• **STORED RECORDS**
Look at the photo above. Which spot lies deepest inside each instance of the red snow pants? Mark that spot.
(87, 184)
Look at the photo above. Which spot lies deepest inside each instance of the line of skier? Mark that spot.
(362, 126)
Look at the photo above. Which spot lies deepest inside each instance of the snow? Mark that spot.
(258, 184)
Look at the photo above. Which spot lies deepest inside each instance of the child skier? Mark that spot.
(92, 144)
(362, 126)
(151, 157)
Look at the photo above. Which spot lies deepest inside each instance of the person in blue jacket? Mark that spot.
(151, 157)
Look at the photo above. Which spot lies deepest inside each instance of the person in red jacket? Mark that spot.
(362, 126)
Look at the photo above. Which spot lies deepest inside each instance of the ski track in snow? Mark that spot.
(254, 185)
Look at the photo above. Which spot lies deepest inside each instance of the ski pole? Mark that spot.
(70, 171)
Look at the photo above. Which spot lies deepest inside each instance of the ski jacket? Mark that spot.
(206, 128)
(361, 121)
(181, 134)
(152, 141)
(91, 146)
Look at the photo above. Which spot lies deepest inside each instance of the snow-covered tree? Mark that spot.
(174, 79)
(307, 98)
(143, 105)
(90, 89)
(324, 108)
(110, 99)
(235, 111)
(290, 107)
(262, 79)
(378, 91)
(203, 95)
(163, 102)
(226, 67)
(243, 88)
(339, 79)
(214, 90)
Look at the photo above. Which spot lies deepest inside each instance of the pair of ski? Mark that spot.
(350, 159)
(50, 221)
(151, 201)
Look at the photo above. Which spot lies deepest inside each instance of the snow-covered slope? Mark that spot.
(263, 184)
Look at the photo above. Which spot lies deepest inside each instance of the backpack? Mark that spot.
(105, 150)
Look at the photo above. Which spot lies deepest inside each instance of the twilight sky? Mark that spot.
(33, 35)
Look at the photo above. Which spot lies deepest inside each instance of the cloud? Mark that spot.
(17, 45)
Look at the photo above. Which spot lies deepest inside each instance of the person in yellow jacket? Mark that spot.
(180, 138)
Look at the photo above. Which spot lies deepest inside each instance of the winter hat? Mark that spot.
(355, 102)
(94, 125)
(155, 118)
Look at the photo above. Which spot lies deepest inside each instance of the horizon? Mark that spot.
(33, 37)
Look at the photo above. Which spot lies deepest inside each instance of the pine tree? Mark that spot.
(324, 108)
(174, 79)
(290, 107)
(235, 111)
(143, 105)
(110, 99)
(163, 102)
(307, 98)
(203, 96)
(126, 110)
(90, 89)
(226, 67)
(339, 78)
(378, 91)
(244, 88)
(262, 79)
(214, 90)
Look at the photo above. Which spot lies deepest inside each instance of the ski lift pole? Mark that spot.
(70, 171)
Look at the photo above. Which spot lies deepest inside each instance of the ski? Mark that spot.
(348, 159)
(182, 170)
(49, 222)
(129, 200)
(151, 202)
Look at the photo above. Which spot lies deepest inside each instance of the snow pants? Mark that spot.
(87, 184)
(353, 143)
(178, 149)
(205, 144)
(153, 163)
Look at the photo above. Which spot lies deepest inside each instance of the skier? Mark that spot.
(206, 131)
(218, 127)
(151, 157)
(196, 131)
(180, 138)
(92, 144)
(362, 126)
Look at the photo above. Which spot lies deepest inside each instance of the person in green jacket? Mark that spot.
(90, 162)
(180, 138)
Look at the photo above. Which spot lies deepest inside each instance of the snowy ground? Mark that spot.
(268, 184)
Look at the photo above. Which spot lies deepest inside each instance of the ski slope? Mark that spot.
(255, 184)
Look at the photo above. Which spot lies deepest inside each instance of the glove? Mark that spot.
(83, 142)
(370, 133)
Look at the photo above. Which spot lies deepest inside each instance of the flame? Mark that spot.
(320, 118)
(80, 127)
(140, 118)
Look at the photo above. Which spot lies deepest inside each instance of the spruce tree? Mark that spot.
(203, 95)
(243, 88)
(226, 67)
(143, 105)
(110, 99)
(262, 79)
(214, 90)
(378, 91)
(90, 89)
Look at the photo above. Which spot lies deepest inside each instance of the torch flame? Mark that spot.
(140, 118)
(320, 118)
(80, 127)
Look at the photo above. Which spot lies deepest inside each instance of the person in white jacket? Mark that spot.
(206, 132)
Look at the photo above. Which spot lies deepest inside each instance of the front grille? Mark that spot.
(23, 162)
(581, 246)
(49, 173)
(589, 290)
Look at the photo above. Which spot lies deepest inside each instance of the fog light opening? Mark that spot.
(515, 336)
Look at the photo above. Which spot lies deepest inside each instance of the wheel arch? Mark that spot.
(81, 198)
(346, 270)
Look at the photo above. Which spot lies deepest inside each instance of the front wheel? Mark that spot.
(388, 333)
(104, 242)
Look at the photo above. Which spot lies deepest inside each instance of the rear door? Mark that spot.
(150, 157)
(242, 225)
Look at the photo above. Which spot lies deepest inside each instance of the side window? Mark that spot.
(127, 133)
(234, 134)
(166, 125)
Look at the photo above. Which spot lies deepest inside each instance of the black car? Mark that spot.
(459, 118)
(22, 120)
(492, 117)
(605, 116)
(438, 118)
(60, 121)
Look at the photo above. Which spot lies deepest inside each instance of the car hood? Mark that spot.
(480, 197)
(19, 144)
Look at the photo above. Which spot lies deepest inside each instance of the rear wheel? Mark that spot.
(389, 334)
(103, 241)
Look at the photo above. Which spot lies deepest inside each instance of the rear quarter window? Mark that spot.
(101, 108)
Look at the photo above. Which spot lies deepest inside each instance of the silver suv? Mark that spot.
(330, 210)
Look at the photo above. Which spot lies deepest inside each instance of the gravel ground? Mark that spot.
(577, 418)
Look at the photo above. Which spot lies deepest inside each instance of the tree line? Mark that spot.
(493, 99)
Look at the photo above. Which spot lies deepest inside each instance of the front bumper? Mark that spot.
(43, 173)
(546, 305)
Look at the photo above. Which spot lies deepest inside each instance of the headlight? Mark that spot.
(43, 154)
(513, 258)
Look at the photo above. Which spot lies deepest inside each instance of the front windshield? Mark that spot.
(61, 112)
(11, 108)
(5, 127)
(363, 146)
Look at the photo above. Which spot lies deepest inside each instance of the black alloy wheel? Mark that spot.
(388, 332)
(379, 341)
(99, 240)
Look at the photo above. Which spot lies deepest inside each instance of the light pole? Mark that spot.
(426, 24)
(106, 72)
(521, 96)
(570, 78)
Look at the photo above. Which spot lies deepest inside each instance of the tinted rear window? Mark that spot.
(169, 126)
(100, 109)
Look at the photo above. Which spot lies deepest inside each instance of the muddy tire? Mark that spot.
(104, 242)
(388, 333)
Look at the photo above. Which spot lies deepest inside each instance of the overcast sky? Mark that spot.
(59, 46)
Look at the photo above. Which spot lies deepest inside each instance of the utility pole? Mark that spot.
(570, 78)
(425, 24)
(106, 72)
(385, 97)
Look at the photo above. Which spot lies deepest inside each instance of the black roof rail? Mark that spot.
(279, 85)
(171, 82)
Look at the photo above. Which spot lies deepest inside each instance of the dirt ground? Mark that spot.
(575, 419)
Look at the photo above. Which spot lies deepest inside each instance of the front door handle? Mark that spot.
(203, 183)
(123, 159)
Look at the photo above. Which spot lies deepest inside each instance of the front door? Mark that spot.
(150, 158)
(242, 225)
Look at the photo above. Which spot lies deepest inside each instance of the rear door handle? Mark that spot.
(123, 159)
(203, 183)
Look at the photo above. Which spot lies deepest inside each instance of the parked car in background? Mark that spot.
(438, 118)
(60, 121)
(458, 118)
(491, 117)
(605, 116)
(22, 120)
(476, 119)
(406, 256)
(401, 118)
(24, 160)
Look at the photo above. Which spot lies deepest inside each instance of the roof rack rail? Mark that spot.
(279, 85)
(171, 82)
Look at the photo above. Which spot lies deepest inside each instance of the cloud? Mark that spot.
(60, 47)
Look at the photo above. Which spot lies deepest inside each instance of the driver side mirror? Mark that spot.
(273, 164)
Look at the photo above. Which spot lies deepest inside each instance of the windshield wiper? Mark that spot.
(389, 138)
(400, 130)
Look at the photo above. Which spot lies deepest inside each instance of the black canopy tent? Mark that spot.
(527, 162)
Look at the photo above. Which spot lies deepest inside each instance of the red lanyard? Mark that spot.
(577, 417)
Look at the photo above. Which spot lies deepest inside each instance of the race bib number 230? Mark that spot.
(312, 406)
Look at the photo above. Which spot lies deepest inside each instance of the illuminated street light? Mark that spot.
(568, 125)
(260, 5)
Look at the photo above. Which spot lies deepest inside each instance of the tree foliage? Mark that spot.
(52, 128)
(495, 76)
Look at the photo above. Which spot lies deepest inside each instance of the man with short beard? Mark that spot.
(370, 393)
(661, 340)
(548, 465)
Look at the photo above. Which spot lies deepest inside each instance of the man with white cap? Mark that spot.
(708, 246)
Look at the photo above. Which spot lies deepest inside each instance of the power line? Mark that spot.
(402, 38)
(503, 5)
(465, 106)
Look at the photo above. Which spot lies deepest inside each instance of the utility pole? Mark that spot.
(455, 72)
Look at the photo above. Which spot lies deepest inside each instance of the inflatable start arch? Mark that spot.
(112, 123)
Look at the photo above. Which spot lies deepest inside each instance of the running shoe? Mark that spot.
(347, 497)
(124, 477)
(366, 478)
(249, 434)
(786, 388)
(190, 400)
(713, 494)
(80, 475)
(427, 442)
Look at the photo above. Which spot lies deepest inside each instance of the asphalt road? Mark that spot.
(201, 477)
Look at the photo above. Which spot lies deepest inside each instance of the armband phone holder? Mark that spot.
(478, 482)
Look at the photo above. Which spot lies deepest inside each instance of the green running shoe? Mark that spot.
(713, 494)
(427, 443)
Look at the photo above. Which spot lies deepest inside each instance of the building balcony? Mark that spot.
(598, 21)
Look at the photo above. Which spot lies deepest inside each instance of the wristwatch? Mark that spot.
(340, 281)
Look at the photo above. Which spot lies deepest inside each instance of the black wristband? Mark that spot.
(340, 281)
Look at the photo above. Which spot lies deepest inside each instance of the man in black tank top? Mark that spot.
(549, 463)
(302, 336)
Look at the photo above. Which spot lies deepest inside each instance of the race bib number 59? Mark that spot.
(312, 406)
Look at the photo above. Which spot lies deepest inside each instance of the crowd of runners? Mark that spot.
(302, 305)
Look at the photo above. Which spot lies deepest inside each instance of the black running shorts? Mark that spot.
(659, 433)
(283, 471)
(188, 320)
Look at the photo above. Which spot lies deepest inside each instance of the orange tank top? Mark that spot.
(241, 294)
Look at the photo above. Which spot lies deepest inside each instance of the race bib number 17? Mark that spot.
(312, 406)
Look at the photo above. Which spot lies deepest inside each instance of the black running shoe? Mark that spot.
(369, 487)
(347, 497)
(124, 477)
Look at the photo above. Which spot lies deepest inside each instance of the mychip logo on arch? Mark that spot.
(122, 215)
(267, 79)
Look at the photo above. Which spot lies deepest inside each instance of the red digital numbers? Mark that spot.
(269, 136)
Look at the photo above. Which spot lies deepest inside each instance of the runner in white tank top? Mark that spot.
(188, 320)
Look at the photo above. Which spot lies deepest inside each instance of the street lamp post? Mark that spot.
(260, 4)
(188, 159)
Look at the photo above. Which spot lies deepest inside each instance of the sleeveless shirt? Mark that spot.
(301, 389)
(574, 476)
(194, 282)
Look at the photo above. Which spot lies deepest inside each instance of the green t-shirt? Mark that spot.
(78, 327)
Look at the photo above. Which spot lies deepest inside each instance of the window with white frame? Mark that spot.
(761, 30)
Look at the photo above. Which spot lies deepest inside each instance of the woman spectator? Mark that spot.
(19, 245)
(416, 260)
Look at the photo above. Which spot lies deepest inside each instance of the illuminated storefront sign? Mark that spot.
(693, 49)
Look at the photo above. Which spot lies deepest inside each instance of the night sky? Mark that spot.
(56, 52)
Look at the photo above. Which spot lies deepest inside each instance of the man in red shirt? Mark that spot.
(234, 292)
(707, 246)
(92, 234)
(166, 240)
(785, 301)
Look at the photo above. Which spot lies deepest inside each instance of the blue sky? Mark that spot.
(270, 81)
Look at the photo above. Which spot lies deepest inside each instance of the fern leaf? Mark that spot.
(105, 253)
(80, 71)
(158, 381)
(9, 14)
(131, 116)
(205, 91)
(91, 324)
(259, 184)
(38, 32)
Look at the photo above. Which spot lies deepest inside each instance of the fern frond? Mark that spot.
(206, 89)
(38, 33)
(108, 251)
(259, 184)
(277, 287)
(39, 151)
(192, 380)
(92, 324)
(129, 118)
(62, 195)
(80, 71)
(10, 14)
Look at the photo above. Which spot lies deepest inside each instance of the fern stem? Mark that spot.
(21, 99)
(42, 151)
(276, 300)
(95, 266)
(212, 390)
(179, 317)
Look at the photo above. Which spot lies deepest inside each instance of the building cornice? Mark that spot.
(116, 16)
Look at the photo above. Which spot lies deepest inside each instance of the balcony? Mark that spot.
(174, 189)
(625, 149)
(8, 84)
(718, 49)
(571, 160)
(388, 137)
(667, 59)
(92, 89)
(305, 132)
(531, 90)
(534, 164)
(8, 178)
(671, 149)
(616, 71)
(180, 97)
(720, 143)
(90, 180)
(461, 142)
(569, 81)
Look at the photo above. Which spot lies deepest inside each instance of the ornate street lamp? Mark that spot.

• **DO THIS**
Beginning with the line that contains "frond? Mark that spot.", repeat every line through the end of the records and nothing more.

• **EXERCISE OUTPUT**
Look at the photo above. Which spot lies deepest inside each instance of the fern frond? Mark that spot.
(206, 89)
(38, 33)
(108, 251)
(259, 184)
(277, 287)
(39, 151)
(192, 380)
(92, 324)
(129, 118)
(62, 195)
(80, 71)
(10, 14)
Look at the photo above. Which spot lies deepest inside each instance of the fern stem? Mark that spot.
(21, 99)
(42, 151)
(276, 300)
(95, 266)
(212, 390)
(179, 317)
Look at the photo above. Which spot lies deepest inside each instance of the building cornice? Mark that spot.
(116, 16)
Look at the photo above. Which spot lies deepest inside each instance of the balcony? Mark that spot.
(174, 189)
(625, 149)
(8, 84)
(718, 49)
(571, 160)
(388, 137)
(667, 59)
(92, 89)
(305, 132)
(531, 90)
(534, 164)
(8, 178)
(671, 149)
(616, 71)
(180, 97)
(720, 143)
(90, 180)
(461, 142)
(569, 81)
Look at the photo above. Which spot lies deepest inside each instance of the ornate street lamp? Mark that spot.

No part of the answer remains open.